Paola Poletto

In what way did your experience at The Department of Visual Arts at Western impact you & your career path?

I have fumbled through a career. I followed hunches and nudges form a series of mentors rather than any direct path. In my undergrad, my poetry Prof Branko Gorjup suggested I get to know my Italian heritage and what started as a volunteer gig at the Italian Cultural Institute in Toronto turned into a 5 year job. My first show out of undergrad was with Symbiosis Collective, and the idea of creating a site-specific group exhibition with a whole bunch of people ground up was illuminating. I also lucked upon a gallerist, Fabrice Marcolin, and my work went to Berlin and New York but it didn’t give me the high that I got out of doing things on the street. I was part of the Toronto based hoity toity writers group and started making zines and that turned into a 5 year commitment to Kiss Machine, a biannual project that featured visual art, writing and performance at places like YYZ, Lee’s Palace, Forest City, Ivey Series Reading Lounge, and as far away as Eastern Europe. Along the way I took a summer class with Joanne Todd in Barrie. I was brooding on the beach, because I wanted to write better, and she soon after suggested I look into Western for my MFA. My experience at Western provided a legitimization for this flaneurie, and my art practice found a place amongst my work.

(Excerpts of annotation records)

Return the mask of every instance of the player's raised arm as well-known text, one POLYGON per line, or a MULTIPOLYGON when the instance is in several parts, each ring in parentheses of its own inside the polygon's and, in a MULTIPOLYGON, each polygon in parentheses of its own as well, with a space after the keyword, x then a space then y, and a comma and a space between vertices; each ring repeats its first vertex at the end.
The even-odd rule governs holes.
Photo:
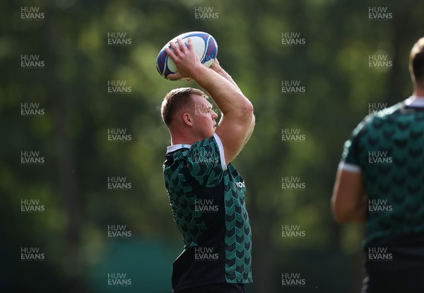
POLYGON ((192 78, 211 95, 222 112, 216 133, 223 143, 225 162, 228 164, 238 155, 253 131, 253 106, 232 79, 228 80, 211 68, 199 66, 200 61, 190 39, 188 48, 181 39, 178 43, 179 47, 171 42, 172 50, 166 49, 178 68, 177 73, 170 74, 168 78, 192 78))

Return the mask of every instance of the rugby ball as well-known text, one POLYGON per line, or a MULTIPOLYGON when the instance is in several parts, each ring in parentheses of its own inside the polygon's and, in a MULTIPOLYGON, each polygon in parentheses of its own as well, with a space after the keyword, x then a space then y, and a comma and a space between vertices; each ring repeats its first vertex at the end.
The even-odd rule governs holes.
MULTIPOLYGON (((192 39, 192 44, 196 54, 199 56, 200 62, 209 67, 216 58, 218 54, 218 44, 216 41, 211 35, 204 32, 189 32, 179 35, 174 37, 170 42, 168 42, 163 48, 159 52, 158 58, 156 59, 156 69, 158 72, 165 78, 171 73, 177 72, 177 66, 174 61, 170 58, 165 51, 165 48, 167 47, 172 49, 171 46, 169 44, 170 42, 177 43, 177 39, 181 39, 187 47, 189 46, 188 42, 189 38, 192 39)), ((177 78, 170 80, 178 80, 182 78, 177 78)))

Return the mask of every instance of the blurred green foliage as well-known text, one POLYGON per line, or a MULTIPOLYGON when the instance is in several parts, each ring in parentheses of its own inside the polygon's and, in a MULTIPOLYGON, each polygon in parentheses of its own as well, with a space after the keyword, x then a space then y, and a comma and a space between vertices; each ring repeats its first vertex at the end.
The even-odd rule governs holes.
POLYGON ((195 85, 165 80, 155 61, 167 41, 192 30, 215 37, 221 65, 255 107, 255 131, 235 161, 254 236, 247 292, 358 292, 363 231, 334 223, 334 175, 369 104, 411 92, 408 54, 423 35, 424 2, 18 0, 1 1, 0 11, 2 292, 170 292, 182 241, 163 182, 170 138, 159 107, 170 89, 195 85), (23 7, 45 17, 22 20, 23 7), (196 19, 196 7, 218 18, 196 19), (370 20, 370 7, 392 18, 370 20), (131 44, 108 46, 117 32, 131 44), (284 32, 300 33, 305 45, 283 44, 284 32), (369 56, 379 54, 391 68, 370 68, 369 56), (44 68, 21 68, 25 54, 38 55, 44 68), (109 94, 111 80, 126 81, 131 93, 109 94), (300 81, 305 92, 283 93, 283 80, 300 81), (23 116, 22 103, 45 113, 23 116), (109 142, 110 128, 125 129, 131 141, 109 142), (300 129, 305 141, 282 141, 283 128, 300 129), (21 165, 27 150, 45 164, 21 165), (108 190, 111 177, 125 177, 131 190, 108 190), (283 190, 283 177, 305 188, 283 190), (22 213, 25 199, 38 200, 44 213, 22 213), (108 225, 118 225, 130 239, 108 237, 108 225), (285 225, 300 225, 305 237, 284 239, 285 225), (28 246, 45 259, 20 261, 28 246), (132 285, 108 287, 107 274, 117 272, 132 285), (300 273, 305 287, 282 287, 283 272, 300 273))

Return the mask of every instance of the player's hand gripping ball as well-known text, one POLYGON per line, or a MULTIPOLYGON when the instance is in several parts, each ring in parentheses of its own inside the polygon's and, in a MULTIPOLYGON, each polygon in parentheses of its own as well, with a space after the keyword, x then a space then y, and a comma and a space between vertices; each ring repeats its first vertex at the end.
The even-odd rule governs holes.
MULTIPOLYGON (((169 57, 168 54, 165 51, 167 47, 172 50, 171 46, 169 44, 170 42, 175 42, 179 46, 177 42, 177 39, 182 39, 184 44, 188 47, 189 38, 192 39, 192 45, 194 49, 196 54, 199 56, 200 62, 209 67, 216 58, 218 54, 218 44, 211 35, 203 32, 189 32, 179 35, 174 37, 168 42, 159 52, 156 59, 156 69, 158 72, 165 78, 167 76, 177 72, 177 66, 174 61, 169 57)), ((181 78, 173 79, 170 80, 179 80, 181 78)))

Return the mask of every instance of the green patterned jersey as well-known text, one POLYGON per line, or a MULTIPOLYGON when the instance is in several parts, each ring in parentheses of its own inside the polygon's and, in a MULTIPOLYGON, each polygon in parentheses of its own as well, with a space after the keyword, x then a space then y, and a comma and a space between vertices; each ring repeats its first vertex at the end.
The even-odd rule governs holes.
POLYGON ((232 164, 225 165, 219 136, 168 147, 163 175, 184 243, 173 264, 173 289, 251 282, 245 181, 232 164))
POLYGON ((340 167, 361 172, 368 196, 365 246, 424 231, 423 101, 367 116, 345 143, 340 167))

==

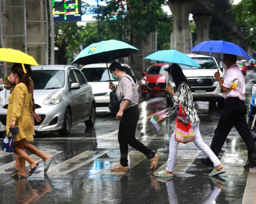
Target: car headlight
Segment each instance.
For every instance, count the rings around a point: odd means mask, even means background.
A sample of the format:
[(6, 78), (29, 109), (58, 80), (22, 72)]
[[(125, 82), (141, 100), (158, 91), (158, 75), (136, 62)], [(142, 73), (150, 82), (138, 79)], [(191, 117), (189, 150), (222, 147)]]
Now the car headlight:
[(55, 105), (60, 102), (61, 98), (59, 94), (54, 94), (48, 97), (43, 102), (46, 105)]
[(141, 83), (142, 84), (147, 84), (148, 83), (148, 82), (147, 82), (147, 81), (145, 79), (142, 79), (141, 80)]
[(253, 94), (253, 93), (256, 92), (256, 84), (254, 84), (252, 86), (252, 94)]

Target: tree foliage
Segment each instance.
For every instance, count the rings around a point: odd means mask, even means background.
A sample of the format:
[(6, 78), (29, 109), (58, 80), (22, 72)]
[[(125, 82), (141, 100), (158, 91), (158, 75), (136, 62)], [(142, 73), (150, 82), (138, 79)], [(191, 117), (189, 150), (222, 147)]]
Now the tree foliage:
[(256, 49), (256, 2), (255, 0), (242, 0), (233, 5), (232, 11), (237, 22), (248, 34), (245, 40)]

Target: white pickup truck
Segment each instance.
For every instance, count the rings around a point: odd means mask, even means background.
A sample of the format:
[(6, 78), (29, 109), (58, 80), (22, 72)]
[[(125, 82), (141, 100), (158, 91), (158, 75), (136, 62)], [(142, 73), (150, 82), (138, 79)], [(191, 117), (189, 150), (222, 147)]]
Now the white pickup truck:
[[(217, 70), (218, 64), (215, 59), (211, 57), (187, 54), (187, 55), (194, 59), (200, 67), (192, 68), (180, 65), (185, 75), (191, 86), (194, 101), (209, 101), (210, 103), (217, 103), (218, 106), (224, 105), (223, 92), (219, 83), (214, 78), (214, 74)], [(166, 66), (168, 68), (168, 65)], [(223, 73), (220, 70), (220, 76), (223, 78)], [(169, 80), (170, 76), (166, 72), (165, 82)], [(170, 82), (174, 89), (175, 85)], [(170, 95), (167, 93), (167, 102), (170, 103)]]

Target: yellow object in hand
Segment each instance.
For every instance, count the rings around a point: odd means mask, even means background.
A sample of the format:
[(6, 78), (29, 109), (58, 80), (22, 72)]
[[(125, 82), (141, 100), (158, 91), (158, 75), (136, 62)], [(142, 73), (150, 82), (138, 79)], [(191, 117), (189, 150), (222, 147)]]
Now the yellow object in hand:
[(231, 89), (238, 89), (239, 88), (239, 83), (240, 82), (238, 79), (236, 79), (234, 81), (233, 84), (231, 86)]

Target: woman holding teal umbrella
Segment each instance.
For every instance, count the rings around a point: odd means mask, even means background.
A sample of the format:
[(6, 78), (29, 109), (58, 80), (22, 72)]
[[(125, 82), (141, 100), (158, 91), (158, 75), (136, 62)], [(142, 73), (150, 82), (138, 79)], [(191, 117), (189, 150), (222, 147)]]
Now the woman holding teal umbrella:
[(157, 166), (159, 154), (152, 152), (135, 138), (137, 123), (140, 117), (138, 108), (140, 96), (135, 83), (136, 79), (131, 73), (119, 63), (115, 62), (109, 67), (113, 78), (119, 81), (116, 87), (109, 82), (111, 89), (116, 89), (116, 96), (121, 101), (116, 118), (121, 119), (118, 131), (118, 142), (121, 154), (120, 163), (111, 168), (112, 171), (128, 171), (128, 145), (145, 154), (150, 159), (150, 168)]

---

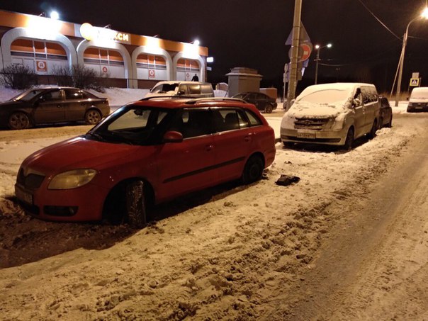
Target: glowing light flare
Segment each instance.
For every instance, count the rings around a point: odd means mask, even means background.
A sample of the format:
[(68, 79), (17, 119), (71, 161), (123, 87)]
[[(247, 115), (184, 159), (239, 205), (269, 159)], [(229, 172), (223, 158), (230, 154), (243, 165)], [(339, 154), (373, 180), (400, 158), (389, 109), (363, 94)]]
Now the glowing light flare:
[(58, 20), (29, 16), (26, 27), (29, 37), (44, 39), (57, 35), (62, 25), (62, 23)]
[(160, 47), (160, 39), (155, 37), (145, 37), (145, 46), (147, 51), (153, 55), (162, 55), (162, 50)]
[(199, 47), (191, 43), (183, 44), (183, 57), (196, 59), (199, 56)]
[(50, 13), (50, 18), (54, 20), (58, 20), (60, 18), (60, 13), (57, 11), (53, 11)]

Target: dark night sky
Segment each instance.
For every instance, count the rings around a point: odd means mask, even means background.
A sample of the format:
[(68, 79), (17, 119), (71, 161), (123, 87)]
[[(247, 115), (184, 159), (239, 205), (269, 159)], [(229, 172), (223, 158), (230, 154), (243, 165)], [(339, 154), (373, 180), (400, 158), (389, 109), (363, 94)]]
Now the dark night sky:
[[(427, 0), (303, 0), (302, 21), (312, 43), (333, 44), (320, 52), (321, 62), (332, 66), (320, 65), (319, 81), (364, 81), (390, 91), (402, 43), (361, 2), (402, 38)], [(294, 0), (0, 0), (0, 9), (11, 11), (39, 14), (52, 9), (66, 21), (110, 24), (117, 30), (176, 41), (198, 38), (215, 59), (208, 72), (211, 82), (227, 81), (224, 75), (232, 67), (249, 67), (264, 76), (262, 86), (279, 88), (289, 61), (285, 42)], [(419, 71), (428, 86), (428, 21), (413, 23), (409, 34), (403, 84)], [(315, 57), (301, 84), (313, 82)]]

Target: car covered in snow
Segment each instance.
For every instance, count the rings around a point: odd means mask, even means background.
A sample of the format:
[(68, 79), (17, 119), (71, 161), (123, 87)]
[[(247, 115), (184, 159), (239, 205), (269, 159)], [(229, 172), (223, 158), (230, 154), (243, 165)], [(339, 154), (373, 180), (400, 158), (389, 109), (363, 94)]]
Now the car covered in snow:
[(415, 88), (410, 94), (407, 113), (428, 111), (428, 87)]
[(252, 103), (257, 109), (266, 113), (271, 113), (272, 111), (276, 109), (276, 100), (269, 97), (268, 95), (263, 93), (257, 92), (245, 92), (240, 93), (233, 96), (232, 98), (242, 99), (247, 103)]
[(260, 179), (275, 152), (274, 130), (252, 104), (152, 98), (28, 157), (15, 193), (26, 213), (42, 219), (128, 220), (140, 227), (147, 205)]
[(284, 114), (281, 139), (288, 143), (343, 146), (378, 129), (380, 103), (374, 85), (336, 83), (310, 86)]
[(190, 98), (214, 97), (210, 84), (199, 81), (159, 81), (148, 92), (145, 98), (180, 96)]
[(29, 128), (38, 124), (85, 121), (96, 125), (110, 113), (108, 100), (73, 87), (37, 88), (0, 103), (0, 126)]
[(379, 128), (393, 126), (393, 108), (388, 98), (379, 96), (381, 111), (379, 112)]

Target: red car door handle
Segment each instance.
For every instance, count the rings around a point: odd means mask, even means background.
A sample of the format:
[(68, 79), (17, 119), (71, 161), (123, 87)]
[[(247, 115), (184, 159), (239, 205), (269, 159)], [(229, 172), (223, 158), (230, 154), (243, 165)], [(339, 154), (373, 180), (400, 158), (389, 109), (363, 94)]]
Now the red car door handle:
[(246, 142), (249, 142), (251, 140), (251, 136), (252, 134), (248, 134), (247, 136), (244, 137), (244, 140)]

* Your task
Decide whether each statement below agrees with the Paola Poletto interview above, answering yes or no and quoting the text's deciding words: (a) The first show after undergrad was with Symbiosis Collective. (b) The volunteer gig at the Italian Cultural Institute in Toronto turned into a three-year job. (c) Joanne Todd suggested looking into Western for an MFA.

* Written solution
(a) Yes: "My first show out of undergrad was with Symbiosis Collective"
(b) No: "what started as a volunteer gig at the Italian Cultural Institute in Toronto turned into a 5 year job"
(c) Yes: "she soon after suggested I look into Western for my MFA"